— START —

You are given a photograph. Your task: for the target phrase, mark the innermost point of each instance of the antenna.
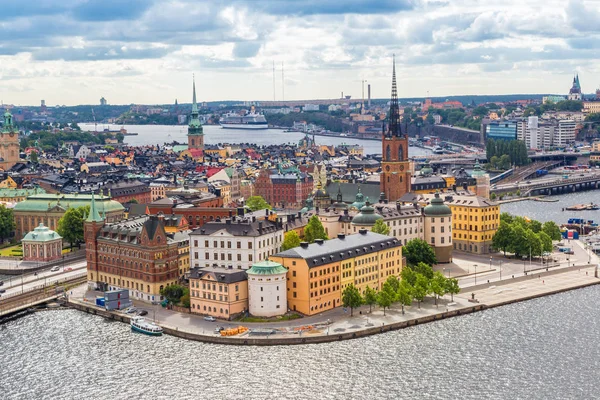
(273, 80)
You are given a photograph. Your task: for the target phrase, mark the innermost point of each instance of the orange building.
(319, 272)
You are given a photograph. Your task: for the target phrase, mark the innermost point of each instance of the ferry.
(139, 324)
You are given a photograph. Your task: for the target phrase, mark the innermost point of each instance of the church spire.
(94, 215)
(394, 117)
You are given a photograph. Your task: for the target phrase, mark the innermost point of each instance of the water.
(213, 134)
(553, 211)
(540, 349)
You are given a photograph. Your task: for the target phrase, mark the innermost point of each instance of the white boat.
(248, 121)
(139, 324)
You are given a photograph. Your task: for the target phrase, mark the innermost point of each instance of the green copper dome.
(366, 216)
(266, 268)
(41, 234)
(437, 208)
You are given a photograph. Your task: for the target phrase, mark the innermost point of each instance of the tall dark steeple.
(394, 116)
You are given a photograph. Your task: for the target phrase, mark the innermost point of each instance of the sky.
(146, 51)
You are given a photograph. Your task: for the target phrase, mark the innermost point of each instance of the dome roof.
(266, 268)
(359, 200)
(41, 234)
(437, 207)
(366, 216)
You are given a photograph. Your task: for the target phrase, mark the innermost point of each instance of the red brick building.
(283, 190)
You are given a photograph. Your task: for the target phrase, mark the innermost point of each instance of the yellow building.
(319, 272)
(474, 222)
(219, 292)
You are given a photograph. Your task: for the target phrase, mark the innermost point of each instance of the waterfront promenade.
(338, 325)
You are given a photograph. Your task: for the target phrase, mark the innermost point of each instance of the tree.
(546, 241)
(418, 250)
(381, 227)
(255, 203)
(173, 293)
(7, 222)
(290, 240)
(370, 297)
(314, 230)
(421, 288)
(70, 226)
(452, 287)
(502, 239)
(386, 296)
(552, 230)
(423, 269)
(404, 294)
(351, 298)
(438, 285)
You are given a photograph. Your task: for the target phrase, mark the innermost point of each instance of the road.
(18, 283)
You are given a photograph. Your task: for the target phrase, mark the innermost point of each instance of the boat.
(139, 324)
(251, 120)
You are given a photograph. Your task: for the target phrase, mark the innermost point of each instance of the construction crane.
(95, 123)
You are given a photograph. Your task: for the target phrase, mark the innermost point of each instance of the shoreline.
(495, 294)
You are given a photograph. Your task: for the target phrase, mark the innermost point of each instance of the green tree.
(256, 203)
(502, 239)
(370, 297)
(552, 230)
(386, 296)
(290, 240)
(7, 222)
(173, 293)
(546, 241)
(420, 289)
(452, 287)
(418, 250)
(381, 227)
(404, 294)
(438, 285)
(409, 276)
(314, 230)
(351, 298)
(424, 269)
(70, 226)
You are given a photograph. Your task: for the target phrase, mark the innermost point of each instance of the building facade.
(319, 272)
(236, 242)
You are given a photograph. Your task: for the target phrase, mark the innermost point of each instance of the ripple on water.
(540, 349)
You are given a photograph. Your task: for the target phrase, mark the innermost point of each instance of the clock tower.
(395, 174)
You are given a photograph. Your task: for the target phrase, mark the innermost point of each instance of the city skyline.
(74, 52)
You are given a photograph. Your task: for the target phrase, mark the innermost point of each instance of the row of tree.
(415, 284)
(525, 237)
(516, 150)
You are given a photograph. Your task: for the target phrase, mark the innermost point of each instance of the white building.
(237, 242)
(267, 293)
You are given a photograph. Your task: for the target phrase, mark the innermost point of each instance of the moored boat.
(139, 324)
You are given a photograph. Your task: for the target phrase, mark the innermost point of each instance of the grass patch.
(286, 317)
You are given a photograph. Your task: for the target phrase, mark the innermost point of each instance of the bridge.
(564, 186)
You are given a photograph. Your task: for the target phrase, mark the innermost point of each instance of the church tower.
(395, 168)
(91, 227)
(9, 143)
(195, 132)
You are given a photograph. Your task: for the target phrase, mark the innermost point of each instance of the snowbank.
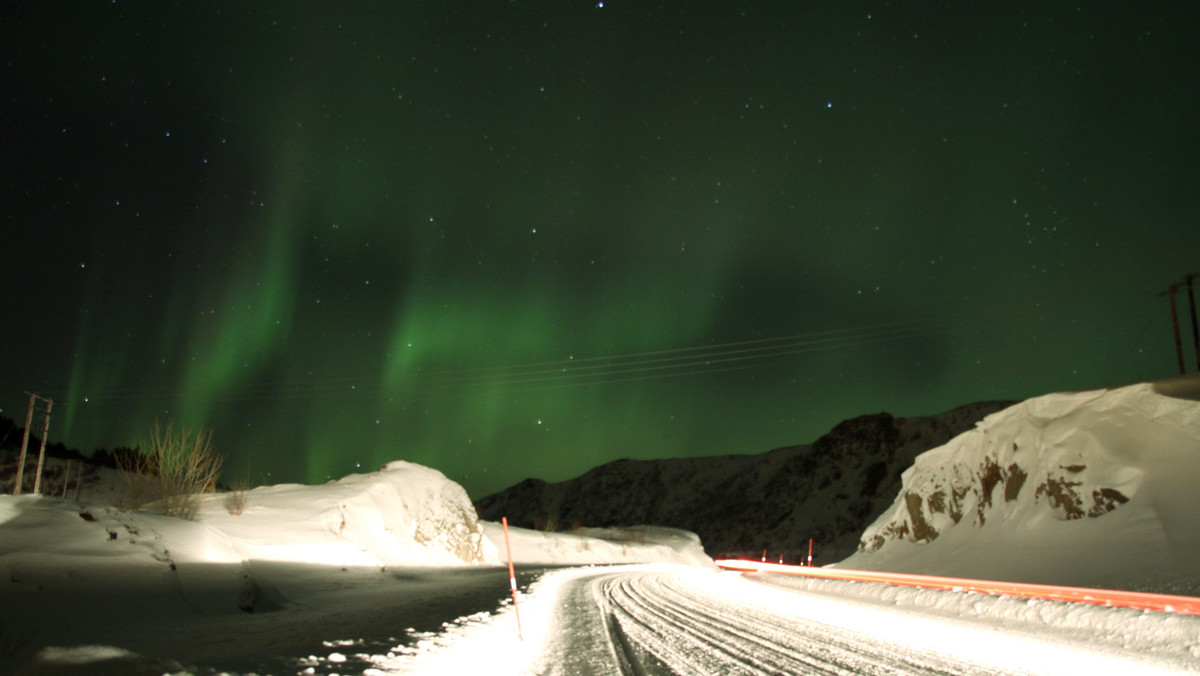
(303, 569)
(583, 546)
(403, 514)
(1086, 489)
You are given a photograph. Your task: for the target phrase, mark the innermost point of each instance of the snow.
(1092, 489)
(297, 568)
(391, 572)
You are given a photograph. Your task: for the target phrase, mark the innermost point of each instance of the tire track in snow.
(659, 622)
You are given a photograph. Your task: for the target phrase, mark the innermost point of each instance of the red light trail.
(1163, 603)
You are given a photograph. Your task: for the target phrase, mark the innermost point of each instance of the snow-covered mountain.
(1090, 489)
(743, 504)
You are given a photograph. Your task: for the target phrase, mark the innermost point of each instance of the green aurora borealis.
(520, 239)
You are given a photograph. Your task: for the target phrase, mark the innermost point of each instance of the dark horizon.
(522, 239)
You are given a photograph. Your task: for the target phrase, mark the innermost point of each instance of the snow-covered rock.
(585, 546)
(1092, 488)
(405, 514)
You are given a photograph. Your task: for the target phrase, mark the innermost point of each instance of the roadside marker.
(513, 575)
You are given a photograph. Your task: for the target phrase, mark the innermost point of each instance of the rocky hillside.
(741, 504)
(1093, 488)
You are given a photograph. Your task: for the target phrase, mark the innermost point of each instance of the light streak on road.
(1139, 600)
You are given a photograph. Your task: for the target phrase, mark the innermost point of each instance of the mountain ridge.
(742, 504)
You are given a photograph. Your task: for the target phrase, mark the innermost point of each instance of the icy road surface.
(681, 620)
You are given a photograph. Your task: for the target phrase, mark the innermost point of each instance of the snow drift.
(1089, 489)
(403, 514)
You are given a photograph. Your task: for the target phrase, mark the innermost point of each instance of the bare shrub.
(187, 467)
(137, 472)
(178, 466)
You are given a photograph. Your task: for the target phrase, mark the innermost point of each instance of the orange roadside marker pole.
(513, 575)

— END —
— START —

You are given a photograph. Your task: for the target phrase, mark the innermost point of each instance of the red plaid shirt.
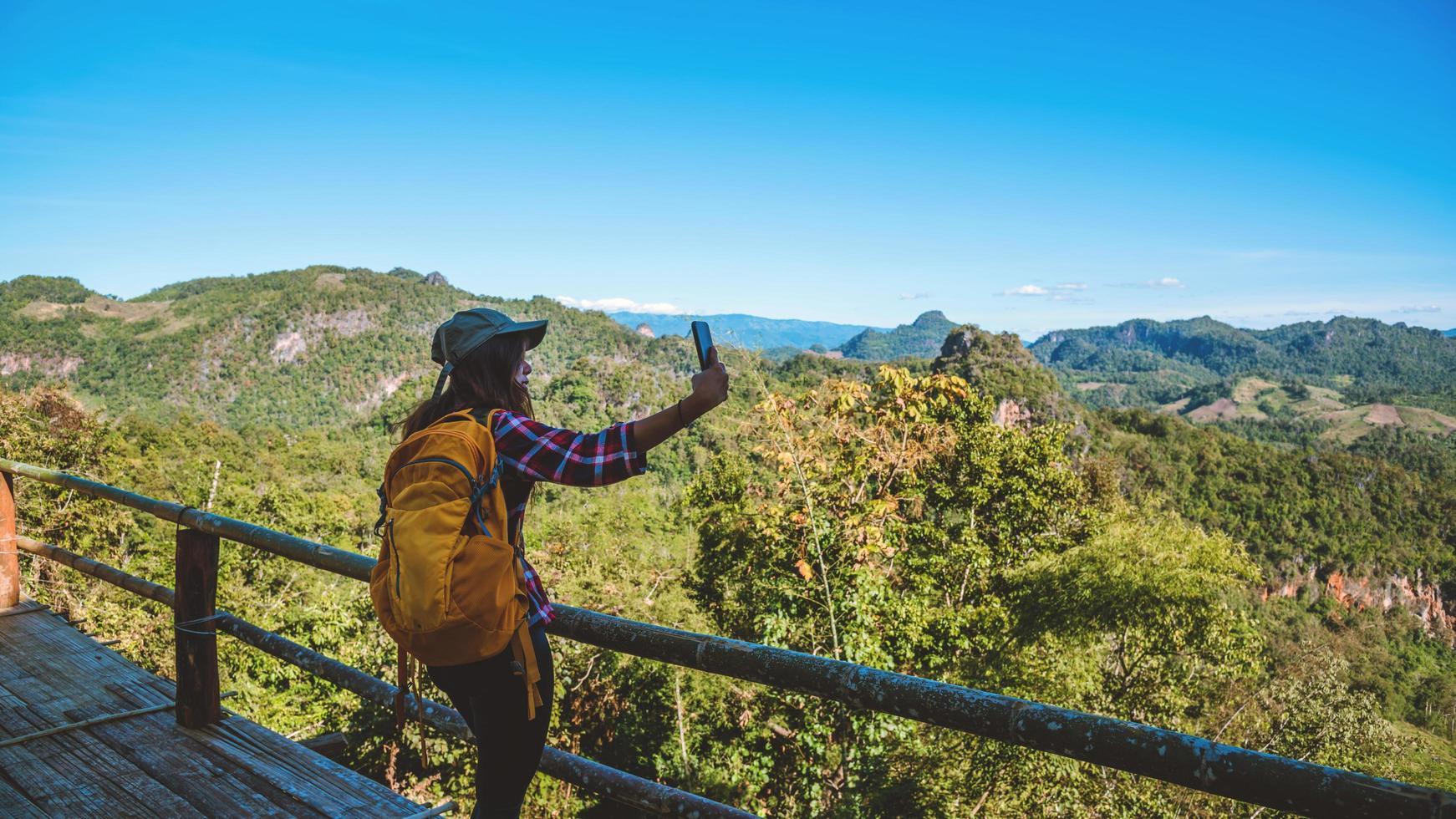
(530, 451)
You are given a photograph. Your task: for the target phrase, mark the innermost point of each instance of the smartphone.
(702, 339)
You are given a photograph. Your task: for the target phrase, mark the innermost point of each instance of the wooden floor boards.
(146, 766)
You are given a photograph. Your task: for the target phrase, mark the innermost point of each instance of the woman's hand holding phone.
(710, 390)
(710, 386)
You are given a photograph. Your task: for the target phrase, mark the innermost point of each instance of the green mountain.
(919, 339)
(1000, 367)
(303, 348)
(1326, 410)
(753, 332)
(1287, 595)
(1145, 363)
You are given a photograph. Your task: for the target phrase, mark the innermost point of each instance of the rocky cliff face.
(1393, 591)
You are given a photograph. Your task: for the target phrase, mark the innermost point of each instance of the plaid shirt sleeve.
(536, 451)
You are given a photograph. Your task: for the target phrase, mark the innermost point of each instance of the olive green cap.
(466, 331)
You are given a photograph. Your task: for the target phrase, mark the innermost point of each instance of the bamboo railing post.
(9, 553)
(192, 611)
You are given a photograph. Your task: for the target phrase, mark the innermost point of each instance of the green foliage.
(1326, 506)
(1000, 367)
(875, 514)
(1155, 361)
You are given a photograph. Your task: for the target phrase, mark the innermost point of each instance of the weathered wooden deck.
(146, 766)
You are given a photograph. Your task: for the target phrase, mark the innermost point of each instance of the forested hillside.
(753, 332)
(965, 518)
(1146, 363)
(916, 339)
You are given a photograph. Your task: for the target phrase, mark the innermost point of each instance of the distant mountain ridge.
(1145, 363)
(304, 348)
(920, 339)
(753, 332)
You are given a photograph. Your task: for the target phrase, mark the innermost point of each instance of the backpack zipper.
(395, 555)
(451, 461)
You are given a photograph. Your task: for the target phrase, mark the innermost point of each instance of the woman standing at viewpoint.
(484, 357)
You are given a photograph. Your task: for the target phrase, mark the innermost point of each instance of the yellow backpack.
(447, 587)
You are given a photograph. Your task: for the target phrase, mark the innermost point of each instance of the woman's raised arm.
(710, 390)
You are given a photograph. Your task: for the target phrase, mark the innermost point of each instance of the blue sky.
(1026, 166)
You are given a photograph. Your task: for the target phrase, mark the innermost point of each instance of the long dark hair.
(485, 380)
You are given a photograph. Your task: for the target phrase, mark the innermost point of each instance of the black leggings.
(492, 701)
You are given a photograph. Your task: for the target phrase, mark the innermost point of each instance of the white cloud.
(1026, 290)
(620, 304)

— END —

- WRITTEN REQUEST
Recast the items as a Markdown table with the columns Row and Line. Start with the line containing "the green mountain." and go on through the line containing "(1393, 591)". Give each line a row number and leave out blank lines.

- EXERCISE SOLUTION
| Row | Line |
|---|---|
| 1 | You are given a photograph. Your task: for the target phrase, mark the innermost point of each instance of the green mountain. |
| 2 | (919, 339) |
| 3 | (1000, 367) |
| 4 | (303, 348) |
| 5 | (1326, 410) |
| 6 | (753, 332) |
| 7 | (1287, 595) |
| 8 | (1145, 363) |
| 9 | You are given a photograph. Your task: for the target phrase, mark the innermost point of each instance of the rocky cliff face. |
| 10 | (1393, 591) |